• _Exercise_
Write every line of the items below as a JSON list of strings, one string per line, skipping blank lines and leaving out the pictures.

• _Input_
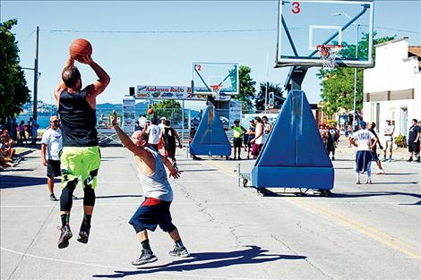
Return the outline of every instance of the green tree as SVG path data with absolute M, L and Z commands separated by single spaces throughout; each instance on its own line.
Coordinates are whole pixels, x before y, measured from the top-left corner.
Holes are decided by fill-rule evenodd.
M 254 93 L 256 89 L 254 86 L 256 82 L 253 81 L 250 73 L 252 69 L 245 65 L 240 65 L 238 70 L 238 76 L 240 80 L 240 90 L 238 96 L 234 98 L 243 101 L 243 109 L 252 110 L 253 100 L 254 100 Z
M 374 33 L 375 37 L 376 32 Z M 394 37 L 385 37 L 374 38 L 374 46 L 392 40 Z M 356 45 L 348 45 L 343 42 L 344 46 L 340 55 L 342 57 L 355 57 Z M 367 54 L 368 49 L 368 34 L 364 34 L 363 38 L 358 43 L 358 57 L 364 57 Z M 375 55 L 374 48 L 374 56 Z M 366 57 L 365 57 L 366 58 Z M 359 114 L 363 108 L 363 75 L 364 69 L 357 71 L 357 111 Z M 354 68 L 335 68 L 331 71 L 320 70 L 317 77 L 321 81 L 322 85 L 322 110 L 326 113 L 329 117 L 338 112 L 339 108 L 347 111 L 354 109 Z
M 162 100 L 159 103 L 151 105 L 150 108 L 153 109 L 154 118 L 161 118 L 164 116 L 172 122 L 171 124 L 176 124 L 176 123 L 181 122 L 182 109 L 180 102 L 178 101 Z
M 21 112 L 23 104 L 30 100 L 30 89 L 19 66 L 19 49 L 12 27 L 17 20 L 0 24 L 0 123 Z
M 255 106 L 257 111 L 264 110 L 264 101 L 265 101 L 265 95 L 266 95 L 266 84 L 268 84 L 268 98 L 269 98 L 269 92 L 273 92 L 275 97 L 275 100 L 273 100 L 273 107 L 279 109 L 284 103 L 284 98 L 282 97 L 282 88 L 279 84 L 273 84 L 273 83 L 266 83 L 261 82 L 260 83 L 260 90 L 256 95 L 255 98 Z M 269 101 L 269 100 L 268 100 Z

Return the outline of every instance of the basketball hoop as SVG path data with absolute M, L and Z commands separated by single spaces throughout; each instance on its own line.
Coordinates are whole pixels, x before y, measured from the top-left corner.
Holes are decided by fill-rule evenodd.
M 342 45 L 317 45 L 316 48 L 322 57 L 323 70 L 335 68 L 335 59 L 339 56 L 342 47 Z
M 210 88 L 212 89 L 212 97 L 214 98 L 219 98 L 219 90 L 222 88 L 222 85 L 213 85 L 213 86 L 210 86 Z

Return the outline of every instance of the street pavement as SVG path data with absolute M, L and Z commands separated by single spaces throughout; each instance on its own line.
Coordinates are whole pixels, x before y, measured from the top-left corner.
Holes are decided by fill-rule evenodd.
M 331 197 L 291 189 L 262 197 L 238 183 L 238 165 L 250 171 L 253 160 L 193 161 L 178 151 L 171 210 L 191 257 L 170 257 L 173 242 L 157 229 L 150 238 L 159 260 L 139 267 L 131 265 L 141 245 L 128 220 L 143 197 L 133 155 L 101 148 L 89 243 L 73 236 L 59 250 L 59 202 L 48 200 L 33 149 L 0 174 L 1 279 L 421 279 L 421 165 L 386 162 L 386 174 L 356 185 L 355 150 L 343 145 Z M 80 186 L 75 194 L 83 196 Z M 82 206 L 73 200 L 74 235 Z

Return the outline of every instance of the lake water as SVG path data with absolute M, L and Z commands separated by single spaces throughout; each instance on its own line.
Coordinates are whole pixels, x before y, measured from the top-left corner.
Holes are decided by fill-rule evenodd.
M 24 121 L 25 124 L 27 124 L 28 121 L 30 120 L 30 117 L 31 117 L 31 115 L 19 115 L 16 118 L 16 123 L 18 123 L 18 125 L 19 125 L 19 123 L 21 123 L 21 121 Z M 38 123 L 39 124 L 40 130 L 45 130 L 49 127 L 49 118 L 50 118 L 49 115 L 39 115 L 38 116 L 37 121 L 38 121 Z

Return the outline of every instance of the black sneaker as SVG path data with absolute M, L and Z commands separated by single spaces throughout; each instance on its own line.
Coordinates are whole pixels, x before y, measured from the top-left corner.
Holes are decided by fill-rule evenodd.
M 57 226 L 57 229 L 61 231 L 60 237 L 58 238 L 58 248 L 66 248 L 69 246 L 69 239 L 73 236 L 70 231 L 70 226 L 68 225 L 63 227 Z
M 177 245 L 174 245 L 173 250 L 169 251 L 169 255 L 171 257 L 187 258 L 190 256 L 190 253 L 185 246 L 178 247 Z
M 151 263 L 157 260 L 158 260 L 157 256 L 155 256 L 151 250 L 142 250 L 142 254 L 139 257 L 139 259 L 132 261 L 132 265 L 142 266 L 142 265 Z
M 88 239 L 90 237 L 90 225 L 88 225 L 85 221 L 82 222 L 81 231 L 79 232 L 79 236 L 77 241 L 81 243 L 88 243 Z

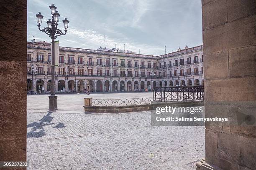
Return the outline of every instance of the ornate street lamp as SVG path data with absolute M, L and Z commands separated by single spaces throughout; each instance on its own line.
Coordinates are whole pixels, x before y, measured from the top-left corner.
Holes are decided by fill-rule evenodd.
M 65 33 L 63 33 L 62 31 L 58 29 L 58 22 L 59 20 L 60 15 L 58 13 L 58 11 L 56 10 L 56 7 L 54 4 L 51 4 L 50 6 L 51 9 L 51 13 L 52 16 L 51 18 L 51 21 L 49 19 L 46 22 L 47 27 L 46 27 L 42 29 L 40 29 L 41 25 L 40 24 L 42 23 L 44 16 L 41 14 L 41 12 L 38 12 L 36 14 L 36 21 L 38 23 L 37 26 L 38 29 L 41 31 L 45 32 L 46 34 L 50 36 L 51 39 L 51 95 L 49 96 L 49 110 L 56 110 L 57 109 L 57 96 L 55 95 L 55 56 L 54 56 L 54 40 L 59 36 L 64 35 L 67 34 L 67 29 L 68 28 L 69 21 L 67 20 L 67 18 L 65 18 L 65 20 L 63 20 L 64 27 L 65 29 Z
M 34 75 L 36 75 L 36 73 L 37 72 L 37 68 L 36 68 L 36 71 L 34 72 L 34 66 L 32 66 L 31 67 L 31 70 L 30 70 L 29 69 L 28 69 L 28 72 L 31 71 L 32 71 L 31 73 L 32 73 L 32 88 L 31 89 L 31 95 L 34 95 L 34 88 L 33 88 L 34 77 L 33 77 L 33 76 Z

• _Result for this task_
[
  "Return the outline of every instance of the green tree as SVG path data with absolute M, L and Z commands separated by single spaces throughout; each instance on its own line.",
  "Coordinates are whole pixels, x before y, measured from the top-left corner.",
  "Holes are decided by fill-rule evenodd.",
  "M 254 93 L 256 89 L 254 86 L 256 82 L 253 81 L 250 73 L 252 69 L 245 65 L 240 65 L 238 70 L 238 76 L 240 80 L 240 90 L 238 96 L 234 98 L 243 101 L 243 109 L 252 110 L 253 100 L 254 100 Z",
  "M 374 33 L 375 37 L 376 32 Z M 394 37 L 385 37 L 374 38 L 374 46 L 392 40 Z M 356 45 L 348 45 L 343 42 L 344 46 L 340 55 L 342 57 L 355 57 Z M 367 54 L 368 49 L 368 34 L 364 34 L 363 38 L 358 43 L 358 57 L 364 57 Z M 375 55 L 374 48 L 374 56 Z M 366 57 L 365 57 L 366 58 Z M 359 114 L 363 108 L 363 75 L 364 69 L 357 71 L 357 111 Z M 354 68 L 335 68 L 331 71 L 320 70 L 317 77 L 321 81 L 322 85 L 322 110 L 326 113 L 329 117 L 338 112 L 339 108 L 347 111 L 354 109 Z",
  "M 162 100 L 159 103 L 151 105 L 150 108 L 153 109 L 154 118 L 161 118 L 164 116 L 172 122 L 171 124 L 176 124 L 176 123 L 181 122 L 182 109 L 180 102 L 178 101 Z",
  "M 21 112 L 23 104 L 30 100 L 30 89 L 19 66 L 19 49 L 12 27 L 17 20 L 0 24 L 0 123 Z",
  "M 255 106 L 257 111 L 264 110 L 264 101 L 265 101 L 265 95 L 266 95 L 266 84 L 268 84 L 268 98 L 269 98 L 269 92 L 273 92 L 275 97 L 275 100 L 273 100 L 273 107 L 279 109 L 284 103 L 284 98 L 282 97 L 282 88 L 279 84 L 273 84 L 273 83 L 266 83 L 261 82 L 260 83 L 260 90 L 256 95 L 255 98 Z M 269 101 L 269 100 L 268 100 Z",
  "Return the outline of every instance of the basketball hoop as SVG path data with absolute M, L and Z commands separated by single spaces throughout; each instance on its own line.",
  "Coordinates are whole pixels, x before y, measured from the top-left corner.",
  "Holes are decided by fill-rule evenodd.",
  "M 342 45 L 317 45 L 316 48 L 322 57 L 323 70 L 335 68 L 335 59 L 339 56 L 342 47 Z",
  "M 210 88 L 212 89 L 212 97 L 214 98 L 219 98 L 219 90 L 222 88 L 222 85 L 213 85 L 213 86 L 210 86 Z",
  "Return the outline of every instance of the street pavement as SVG path data with absolute M, L and Z commands separated by single spaces throughout; each instance on its own line.",
  "Coordinates are whole pixels, x before y, measured from the top-left corner.",
  "Holes are decided by fill-rule evenodd.",
  "M 331 197 L 291 189 L 262 197 L 238 183 L 238 165 L 250 171 L 253 160 L 193 161 L 178 151 L 171 210 L 191 257 L 170 257 L 173 242 L 157 229 L 150 238 L 159 260 L 139 267 L 131 265 L 141 245 L 128 220 L 143 197 L 133 155 L 101 148 L 89 243 L 73 236 L 59 250 L 59 202 L 48 200 L 33 149 L 0 174 L 1 279 L 421 279 L 421 165 L 386 162 L 386 174 L 356 185 L 355 150 L 343 145 Z M 80 186 L 75 194 L 83 196 Z M 82 206 L 73 200 L 74 235 Z",
  "Return the outline of every instance of the lake water as SVG path data with absolute M, L and Z commands separated by single spaces throughout; each instance on its own line.",
  "Coordinates are whole pixels, x before y, measured from the top-left corner.",
  "Holes are decided by fill-rule evenodd.",
  "M 24 121 L 25 124 L 27 124 L 28 121 L 30 120 L 30 117 L 31 117 L 31 115 L 19 115 L 16 118 L 16 123 L 18 123 L 18 125 L 19 125 L 19 123 L 21 123 L 21 121 Z M 38 123 L 39 124 L 40 130 L 45 130 L 49 127 L 49 118 L 50 118 L 49 115 L 39 115 L 38 116 L 37 121 L 38 121 Z",
  "Return the outline of every instance of the black sneaker as SVG path data with absolute M, L and Z commands separated by single spaces throughout; each instance on its own line.",
  "Coordinates are whole pixels, x before y, measured from the top-left corner.",
  "Holes are decided by fill-rule evenodd.",
  "M 57 226 L 57 229 L 61 231 L 60 237 L 58 238 L 58 248 L 66 248 L 69 246 L 69 239 L 73 236 L 70 231 L 70 226 L 68 225 L 63 227 Z",
  "M 177 245 L 174 245 L 173 250 L 169 251 L 169 255 L 171 257 L 187 258 L 190 256 L 190 253 L 185 246 L 178 247 Z",
  "M 151 263 L 157 260 L 158 260 L 157 256 L 155 256 L 151 250 L 142 250 L 142 254 L 139 257 L 139 259 L 132 261 L 132 265 L 142 266 L 142 265 Z",
  "M 88 239 L 90 237 L 90 225 L 88 225 L 85 221 L 82 222 L 81 231 L 79 232 L 79 236 L 77 241 L 81 243 L 88 243 Z",
  "Return the outline of every instance of the ornate street lamp as SVG path data with absolute M, L and Z commands separated by single spaces throughout; each instance on its own line.",
  "Coordinates are whole pixels, x before y, measured from the top-left corner.",
  "Holes are decided by fill-rule evenodd.",
  "M 65 33 L 63 33 L 62 31 L 58 29 L 58 22 L 59 20 L 60 15 L 58 13 L 58 11 L 56 10 L 56 7 L 54 4 L 51 4 L 50 6 L 51 9 L 51 13 L 52 16 L 51 18 L 51 21 L 49 19 L 46 22 L 47 27 L 46 27 L 42 29 L 40 29 L 41 25 L 40 24 L 42 23 L 44 16 L 41 14 L 41 12 L 38 12 L 36 14 L 36 21 L 38 23 L 37 26 L 38 29 L 41 31 L 45 32 L 46 34 L 50 36 L 51 39 L 51 95 L 49 96 L 49 110 L 56 110 L 57 109 L 57 96 L 55 95 L 55 56 L 54 56 L 54 40 L 59 36 L 64 35 L 67 34 L 67 29 L 68 28 L 69 21 L 67 20 L 67 18 L 65 18 L 65 20 L 63 20 L 64 27 L 65 29 Z",
  "M 34 75 L 36 75 L 36 73 L 37 72 L 37 68 L 36 68 L 36 71 L 34 72 L 34 66 L 32 66 L 31 67 L 31 70 L 30 70 L 29 69 L 28 69 L 28 72 L 31 71 L 32 71 L 31 73 L 32 73 L 32 88 L 31 89 L 31 95 L 34 95 L 34 88 L 33 88 L 34 77 L 33 77 L 33 76 Z"
]